(PROBLEM TO SOLVE) Rewrite each listing below, substituting "upper-left corner" for "top-left corner" and leaving every other line unchanged. Omit the pictures from your answer.

(DATA PROVIDED)

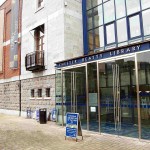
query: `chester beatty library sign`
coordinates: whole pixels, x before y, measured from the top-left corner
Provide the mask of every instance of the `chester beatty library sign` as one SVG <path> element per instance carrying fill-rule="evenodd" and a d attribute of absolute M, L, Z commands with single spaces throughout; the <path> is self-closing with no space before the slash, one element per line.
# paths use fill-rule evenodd
<path fill-rule="evenodd" d="M 149 49 L 150 49 L 150 42 L 142 43 L 142 44 L 138 44 L 138 45 L 134 45 L 134 46 L 129 46 L 126 48 L 118 48 L 115 50 L 103 51 L 101 53 L 96 53 L 93 55 L 87 55 L 87 56 L 83 56 L 83 57 L 74 58 L 71 60 L 57 62 L 56 68 L 62 68 L 62 67 L 82 64 L 85 62 L 101 60 L 104 58 L 110 58 L 110 57 L 114 57 L 114 56 L 119 56 L 119 55 L 134 53 L 134 52 L 140 52 L 140 51 L 145 51 L 145 50 L 149 50 Z"/>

(OUTPUT)
query: `chester beatty library sign`
coordinates: whole pixels, x before y, measured from the upper-left corner
Provide the mask of every instance of the `chester beatty library sign` as one SVG <path> element per instance carrying fill-rule="evenodd" and a d attribute of absolute M, L, Z commands with single spaces throughout; the <path> is self-closing with no space before the slash, one element per line.
# paths use fill-rule evenodd
<path fill-rule="evenodd" d="M 149 49 L 150 49 L 150 42 L 142 43 L 142 44 L 138 44 L 138 45 L 134 45 L 134 46 L 129 46 L 126 48 L 118 48 L 115 50 L 103 51 L 101 53 L 96 53 L 93 55 L 87 55 L 87 56 L 83 56 L 83 57 L 74 58 L 71 60 L 57 62 L 56 68 L 62 68 L 62 67 L 82 64 L 85 62 L 101 60 L 104 58 L 110 58 L 110 57 L 114 57 L 114 56 L 119 56 L 119 55 L 134 53 L 134 52 L 140 52 L 140 51 L 145 51 L 145 50 L 149 50 Z"/>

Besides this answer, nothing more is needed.